本文 =>
□ □ □ □ □

(58)【調査した分野】(Int.Cl.,DB名)
【発明の概要】
【0004】
ところで、反力制御部により、アクセルペダルの踏込方向と反対方向の反力を増加させる場合には、その反力の増加の仕方により、運転者に付与される感じ方(フィーリング)が異なるという知見を得た。
【0005】
この発明は、上記の技術及び上記の知見を考慮してなされたものであり、アクセルペダルを操作する運転者の意図・操作等に応じて反力の増加の仕方を工夫し、運転者の意図・操作等に応じた適切な反力の感じ方(フィーリング)を運転者に付与することを可能とするアクセルペダル反力制御装置を提供することを目的とする。
【0006】
この発明に係るアクセルペダル反力制御装置は、車両に設けられたアクセルペダルの踏込方向と反対方向の反力を制御するアクセルペダル反力制御装置であって、前記アクセルペダルの踏込量を検出する踏込量検出部と、前記アクセルペダルに前記反力を付与する反力付与部と、前記反力付与部による反力の増加の仕方を制御する反力制御部と、を備え、前記反力制御部は、前記踏込量検出部により検出された前記踏込量が閾値以上になった場合に、前記反力付与部により付与する目標反力を設定し、前記閾値でのベース反力から前記目標反力に増加するまでの反力上昇速度を可変にするか、又は前記閾値での前記ベース反力から前記目標反力に増加させる反力増加量を可変にするかを設定する。
【0007】
アクセルペダルに反力を付与する際の反力の増加の仕方(反力の立ち上がり方)によって、運転者による反力の感じ方が異なる。また、その感じ方は、運転者の好み等によって異なる。

□ □ □ □ □

データ一覧 =>
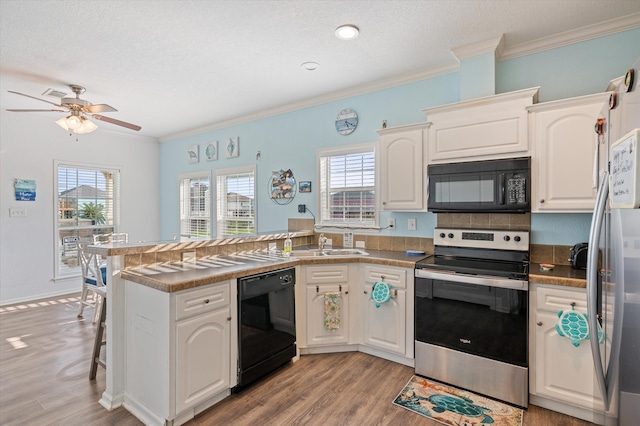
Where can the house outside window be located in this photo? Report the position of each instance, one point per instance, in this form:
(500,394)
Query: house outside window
(348,187)
(235,202)
(195,205)
(88,200)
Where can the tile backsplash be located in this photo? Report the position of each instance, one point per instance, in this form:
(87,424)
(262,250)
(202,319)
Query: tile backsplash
(514,221)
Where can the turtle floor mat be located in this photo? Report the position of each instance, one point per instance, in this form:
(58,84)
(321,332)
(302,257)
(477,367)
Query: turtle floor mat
(452,406)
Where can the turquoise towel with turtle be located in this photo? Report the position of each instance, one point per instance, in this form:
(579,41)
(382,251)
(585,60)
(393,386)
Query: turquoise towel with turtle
(574,325)
(381,292)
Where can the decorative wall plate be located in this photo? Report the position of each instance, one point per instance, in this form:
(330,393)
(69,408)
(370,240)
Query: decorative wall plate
(211,151)
(628,79)
(346,121)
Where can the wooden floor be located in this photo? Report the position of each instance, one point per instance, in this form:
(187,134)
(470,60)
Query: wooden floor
(44,370)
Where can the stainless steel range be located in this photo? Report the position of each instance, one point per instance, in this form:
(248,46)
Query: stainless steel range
(471,320)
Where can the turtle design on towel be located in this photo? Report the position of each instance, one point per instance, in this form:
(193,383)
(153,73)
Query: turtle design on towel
(459,405)
(575,326)
(381,292)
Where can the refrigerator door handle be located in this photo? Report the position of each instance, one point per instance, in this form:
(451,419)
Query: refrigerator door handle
(592,282)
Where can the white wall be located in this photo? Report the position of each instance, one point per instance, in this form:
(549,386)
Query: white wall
(29,144)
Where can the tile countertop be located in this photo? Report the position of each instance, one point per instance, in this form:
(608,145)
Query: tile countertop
(563,275)
(178,276)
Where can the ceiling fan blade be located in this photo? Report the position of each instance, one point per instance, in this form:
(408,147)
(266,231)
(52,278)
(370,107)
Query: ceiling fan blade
(116,122)
(33,97)
(100,108)
(36,110)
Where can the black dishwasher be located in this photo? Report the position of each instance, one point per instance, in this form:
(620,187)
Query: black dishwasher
(266,324)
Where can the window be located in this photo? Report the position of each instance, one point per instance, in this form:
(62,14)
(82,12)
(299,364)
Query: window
(347,187)
(195,205)
(87,205)
(235,196)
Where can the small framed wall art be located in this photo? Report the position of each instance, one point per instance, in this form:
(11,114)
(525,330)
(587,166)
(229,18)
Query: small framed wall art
(193,153)
(211,151)
(232,147)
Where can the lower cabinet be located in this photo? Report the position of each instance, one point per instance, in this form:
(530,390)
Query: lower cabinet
(385,331)
(178,351)
(385,326)
(327,304)
(560,371)
(202,358)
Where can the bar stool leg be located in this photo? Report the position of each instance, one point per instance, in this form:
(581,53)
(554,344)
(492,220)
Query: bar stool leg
(98,343)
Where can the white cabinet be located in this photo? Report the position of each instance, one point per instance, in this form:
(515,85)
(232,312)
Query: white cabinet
(385,327)
(402,167)
(565,161)
(484,128)
(559,370)
(202,346)
(326,286)
(179,350)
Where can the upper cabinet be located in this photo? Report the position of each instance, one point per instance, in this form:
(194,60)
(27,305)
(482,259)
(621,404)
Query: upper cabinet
(402,167)
(484,128)
(566,152)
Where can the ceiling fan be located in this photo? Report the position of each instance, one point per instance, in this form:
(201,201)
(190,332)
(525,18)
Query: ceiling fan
(78,110)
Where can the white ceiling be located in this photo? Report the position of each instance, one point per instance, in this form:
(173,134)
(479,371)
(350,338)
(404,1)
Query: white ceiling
(174,67)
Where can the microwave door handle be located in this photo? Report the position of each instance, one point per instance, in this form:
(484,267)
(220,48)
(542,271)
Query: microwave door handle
(501,191)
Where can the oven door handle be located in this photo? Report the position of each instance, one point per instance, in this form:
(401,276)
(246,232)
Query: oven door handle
(473,279)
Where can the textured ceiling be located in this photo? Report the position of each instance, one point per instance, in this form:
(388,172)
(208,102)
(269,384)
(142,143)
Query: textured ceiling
(177,66)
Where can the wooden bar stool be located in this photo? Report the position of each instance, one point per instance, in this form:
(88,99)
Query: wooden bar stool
(99,342)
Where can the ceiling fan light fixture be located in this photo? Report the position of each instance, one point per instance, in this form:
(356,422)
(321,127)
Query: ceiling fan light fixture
(87,126)
(62,123)
(347,32)
(74,122)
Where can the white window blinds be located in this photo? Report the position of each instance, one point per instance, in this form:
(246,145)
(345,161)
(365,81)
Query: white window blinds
(195,205)
(87,205)
(347,188)
(235,202)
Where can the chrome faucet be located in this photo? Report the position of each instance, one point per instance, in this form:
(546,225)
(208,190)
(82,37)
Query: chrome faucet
(322,240)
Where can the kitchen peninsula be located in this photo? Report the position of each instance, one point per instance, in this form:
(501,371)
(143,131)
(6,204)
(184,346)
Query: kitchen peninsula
(156,291)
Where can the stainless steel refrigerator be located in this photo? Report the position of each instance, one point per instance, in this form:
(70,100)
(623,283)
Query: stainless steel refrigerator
(613,270)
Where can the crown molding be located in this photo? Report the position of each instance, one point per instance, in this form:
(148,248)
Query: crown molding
(319,100)
(570,37)
(474,49)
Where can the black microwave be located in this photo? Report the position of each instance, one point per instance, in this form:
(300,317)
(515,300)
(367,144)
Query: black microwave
(489,186)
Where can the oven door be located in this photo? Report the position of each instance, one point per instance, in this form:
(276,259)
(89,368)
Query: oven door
(479,315)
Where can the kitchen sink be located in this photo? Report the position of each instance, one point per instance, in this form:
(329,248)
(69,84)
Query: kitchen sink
(328,252)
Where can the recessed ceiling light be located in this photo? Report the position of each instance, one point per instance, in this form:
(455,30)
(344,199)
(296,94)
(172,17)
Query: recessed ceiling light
(310,66)
(347,32)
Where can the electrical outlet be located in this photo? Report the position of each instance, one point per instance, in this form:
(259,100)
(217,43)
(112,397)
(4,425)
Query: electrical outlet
(347,240)
(17,212)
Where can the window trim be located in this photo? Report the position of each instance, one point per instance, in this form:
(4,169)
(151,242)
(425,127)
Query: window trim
(250,168)
(346,150)
(194,175)
(117,202)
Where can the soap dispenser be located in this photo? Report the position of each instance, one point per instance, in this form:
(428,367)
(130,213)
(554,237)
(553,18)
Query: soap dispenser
(287,247)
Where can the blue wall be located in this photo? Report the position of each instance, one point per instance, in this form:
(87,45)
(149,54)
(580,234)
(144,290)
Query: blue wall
(291,140)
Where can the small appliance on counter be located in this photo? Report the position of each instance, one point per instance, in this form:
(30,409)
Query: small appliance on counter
(578,257)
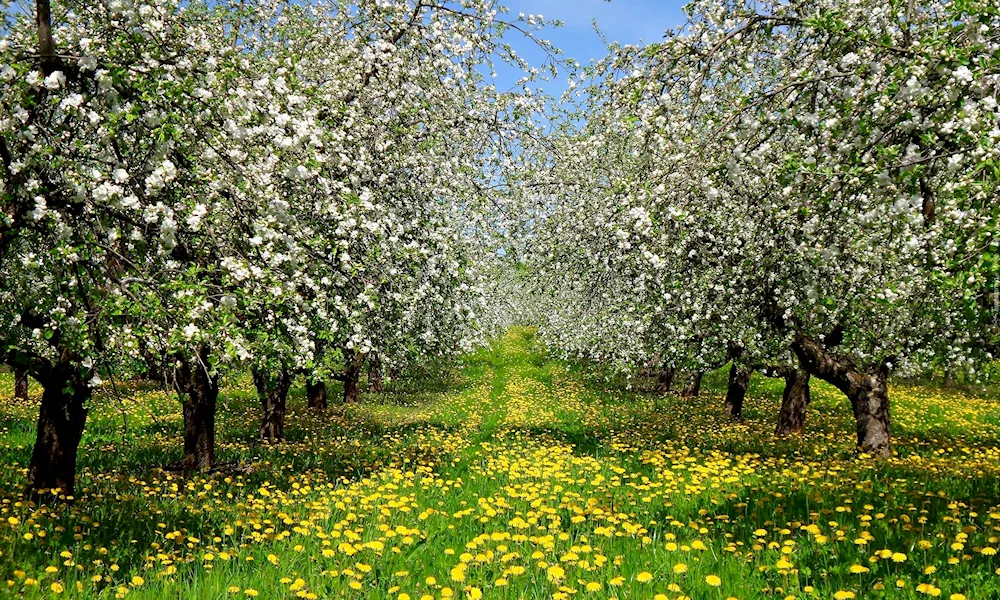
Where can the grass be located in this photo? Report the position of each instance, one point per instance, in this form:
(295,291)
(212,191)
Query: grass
(514,476)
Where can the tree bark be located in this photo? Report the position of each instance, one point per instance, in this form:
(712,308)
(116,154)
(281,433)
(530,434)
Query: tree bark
(351,391)
(375,382)
(20,384)
(351,376)
(693,387)
(794,401)
(664,380)
(200,393)
(867,390)
(739,380)
(316,394)
(273,394)
(61,419)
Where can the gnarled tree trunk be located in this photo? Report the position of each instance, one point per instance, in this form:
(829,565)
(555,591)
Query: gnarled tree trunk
(20,384)
(352,375)
(200,393)
(316,394)
(273,395)
(375,383)
(794,402)
(867,389)
(693,387)
(739,380)
(664,379)
(61,419)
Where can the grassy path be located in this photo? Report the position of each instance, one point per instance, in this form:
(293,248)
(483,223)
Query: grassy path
(518,477)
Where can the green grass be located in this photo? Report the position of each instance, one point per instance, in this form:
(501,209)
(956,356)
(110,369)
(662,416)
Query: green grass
(513,476)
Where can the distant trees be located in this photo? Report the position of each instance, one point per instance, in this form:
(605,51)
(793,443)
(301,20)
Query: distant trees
(242,185)
(814,176)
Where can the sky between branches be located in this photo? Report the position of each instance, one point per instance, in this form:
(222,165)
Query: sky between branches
(625,21)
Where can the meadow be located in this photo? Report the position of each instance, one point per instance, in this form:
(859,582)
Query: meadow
(513,476)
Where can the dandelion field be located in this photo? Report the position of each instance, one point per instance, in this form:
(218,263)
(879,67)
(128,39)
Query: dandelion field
(517,476)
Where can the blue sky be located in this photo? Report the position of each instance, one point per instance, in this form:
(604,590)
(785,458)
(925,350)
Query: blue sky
(626,21)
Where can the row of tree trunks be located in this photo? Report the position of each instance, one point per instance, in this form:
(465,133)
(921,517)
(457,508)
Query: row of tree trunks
(61,419)
(20,384)
(272,390)
(867,389)
(199,391)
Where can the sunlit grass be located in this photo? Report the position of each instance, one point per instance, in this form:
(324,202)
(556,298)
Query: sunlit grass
(514,477)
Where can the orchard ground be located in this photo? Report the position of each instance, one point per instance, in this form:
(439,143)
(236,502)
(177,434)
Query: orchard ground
(517,476)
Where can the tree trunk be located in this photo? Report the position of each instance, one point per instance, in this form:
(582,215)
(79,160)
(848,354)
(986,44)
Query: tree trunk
(739,380)
(351,393)
(352,374)
(20,384)
(794,401)
(870,401)
(375,383)
(200,393)
(867,390)
(61,418)
(664,380)
(273,394)
(316,394)
(693,387)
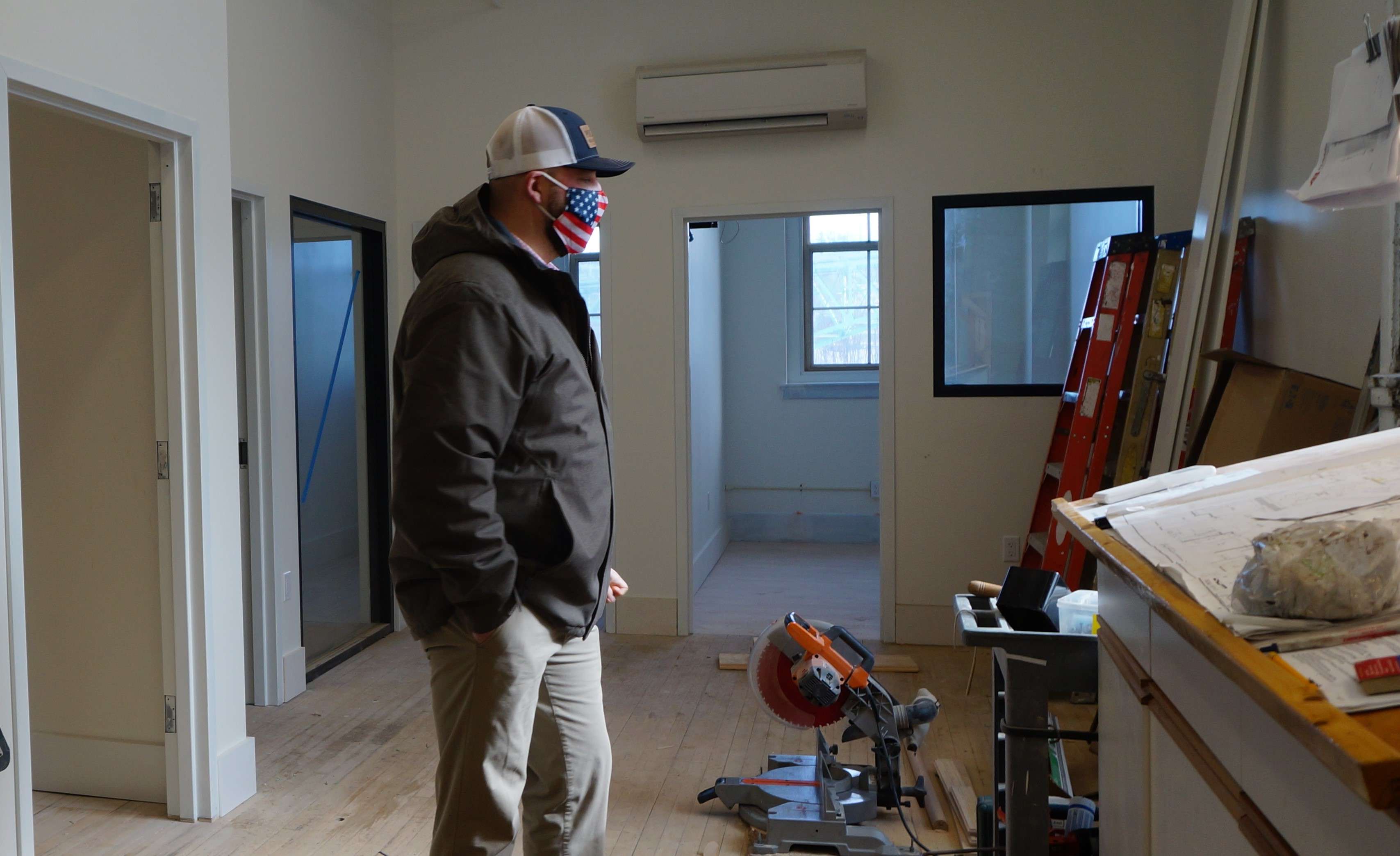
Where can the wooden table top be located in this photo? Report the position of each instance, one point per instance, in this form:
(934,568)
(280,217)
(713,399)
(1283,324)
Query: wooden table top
(1361,749)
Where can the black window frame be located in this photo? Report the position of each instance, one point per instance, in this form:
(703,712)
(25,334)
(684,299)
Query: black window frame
(574,261)
(808,303)
(941,205)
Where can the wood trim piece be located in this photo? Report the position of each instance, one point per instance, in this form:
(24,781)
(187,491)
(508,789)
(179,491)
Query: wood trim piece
(1366,761)
(1254,826)
(964,799)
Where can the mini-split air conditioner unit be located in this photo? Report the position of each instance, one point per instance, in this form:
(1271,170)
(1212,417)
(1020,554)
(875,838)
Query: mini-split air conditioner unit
(793,93)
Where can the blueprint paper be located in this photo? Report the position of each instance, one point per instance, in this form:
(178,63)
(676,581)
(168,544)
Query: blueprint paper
(1203,540)
(1332,670)
(1357,164)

□ □ □ □ □

課題指示 => アクセルペダル反力制御装置に関する上記の本文を、最後の文に続けて書き進めてください。

回答 =>
【0008】
この知見に着目し、閾値でのベース反力から目標反力に増加するまでの反力上昇速度を可変にするか、又は前記閾値での前記ベース反力から前記目標反力に増加させる反力増加量を可変にするかを設定可能に構成することで、運転者の意図・操作等に応じた適切な反力の感じ方(フィーリング)を提供することができる。このため、例えば、走行シーンや運転者の気分等に適合したアクセルペダルの操作性(走り方)を選択することができる。
【0009】
この場合、前記反力制御部は、前記反力上昇速度を可変に設定する場合の前記目標反力を第1目標反力とし、前記反力増加量を可変に設定する場合の前記目標反力を第2目標反力としたとき、前記第1目標反力よりも、前記第2目標反力の方を大きく設定する構成とすると、反力上昇速度を可変に設定した場合には、反力増加量を可変に設定した場合に比較して、閾値での反力を、小さな値の第1目標反力まで緩慢に立ち上げることができるので、反力増加に伴う違和感を運転者に与えることが抑制される。一方、反力増加量を可変に設定した場合には、閾値での反力を、大きな値の第2目標反力まで立ち上げることができるので、反力が増加したことが強調され、運転者に反力の増加を分かりやすく知らせることができる。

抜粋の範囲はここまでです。